TEXT UNDER STUDY:
========================================================================

News and analysis are constantly available to us through our handheld devices, and we’re uncovering injustices every day in our broken world.
For many, a basic Christian responsibility is to speak on behalf of the marginalized, or to raise the voices of those society has tried to silence, and social media has become an indispensable tool for doing this efficiently and effectively.
Social media has given rise to a wave of virtual ministry.
In one way, this is a good thing.
Issues that we expect people to know about are reaching a wider and younger following. For example, racism is being captured more often on video and posted online, and this easy access to video and information has opened up a new way of learning about racial injustice, which has prompted people to be more involved in racial justice movements.
A ‘Prophetic’ Voice
One might call this rise in virtual ministry prophetic. Like the prophets of the Hebrew Scriptures, people feel called and compelled to speak out when the world would prefer to remain silent. Thanks to the internet you don’t have to be an author, a public speaker or on TV to spread the word.
According to Walter Brueggemann, this is typical of a prophet. They aren’t required to have credentials or a degree, but “they just rise up in the landscape.” On Facebook, you don’t need credentials or degrees to speak out on important issues—you just need a profile.

========================================================================

WHAT YOU WILL DO:
1 – Reproduce the passage of the article on social media and virtual ministry starting at "News and analysis" and ending at "racial justice movements.".
2 – Write the next part of the article on social media and virtual ministry, picking up after its final sentence.

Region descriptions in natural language
========================================================================

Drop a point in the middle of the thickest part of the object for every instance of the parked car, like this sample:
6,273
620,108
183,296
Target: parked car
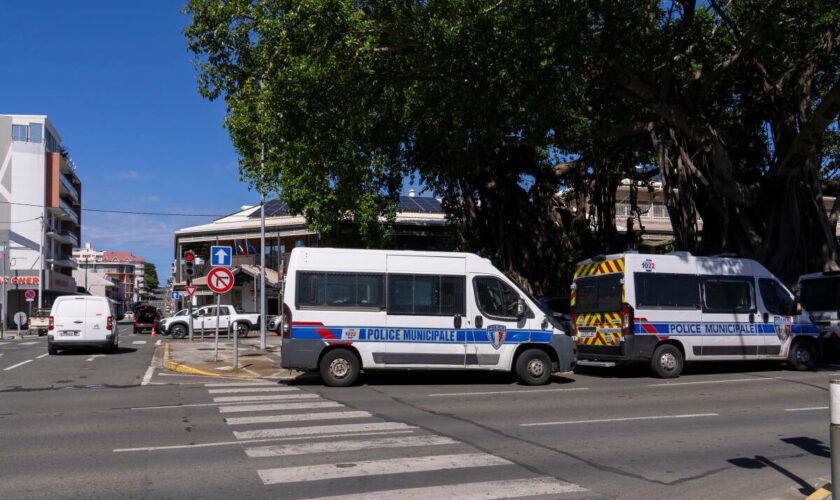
82,321
146,318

========================================================================

EXERCISE ANSWERS:
1 –
News and analysis are constantly available to us through our handheld devices, and we’re uncovering injustices every day in our broken world.
For many, a basic Christian responsibility is to speak on behalf of the marginalized, or to raise the voices of those society has tried to silence, and social media has become an indispensable tool for doing this efficiently and effectively.
Social media has given rise to a wave of virtual ministry.
In one way, this is a good thing.
Issues that we expect people to know about are reaching a wider and younger following. For example, racism is being captured more often on video and posted online, and this easy access to video and information has opened up a new way of learning about racial injustice, which has prompted people to be more involved in racial justice movements.

2 –
On the other hand, social media has a shadow side: It can polarize. Disagreements are inevitable when there are large groups discussing important, complex issues, and people who are acquainted with civil discourse know this is not always a bad thing. Conflict can be the source for much growth and learning.
Sometimes, however, the toxicity in a disagreement can be so thick that there is little room for reciprocity. This problem is not unique to social media, but online forms of communication where you can’t see the other person tend to perpetuate division.
We naturally take sides because we gravitate toward people who are like us (or think like us), but we polarize when we remove ourselves from, or demonize, people who are different. The more we remove ourselves from the risk of coming into contact with people who are different than we are, the greater the risk for polarization.
Social media does not cause polarization in the “cause and effect” sense, but it does remove an extra level of vulnerability that comes more naturally in meeting someone face-to-face.
Online communication removes a level of exposure and emotional risk that naturally comes with in-person conversation, and that’s part of the appeal of social media. You don’t have to be face-to-face with someone when you’re sharing or posting things. You can say whatever you wish, and there’s no individual directly in front of you to judge you, even if you believe they might be judging you from afar.
Creating a Platform
The use of social media as a pulpit also reveals something collectively about Christians today: There’s an eagerness and urgency for change in our world for the justice issues that arise all the time from the endless access to video and news information.
The impulse says, “Things are not as they should be—let’s begin to change things here and now.” Throughout human history, things have usually not been as they should be, but now we have access to endless visual information that are continual reminders that things are not as they should be. There are moments when we wonder, where is God?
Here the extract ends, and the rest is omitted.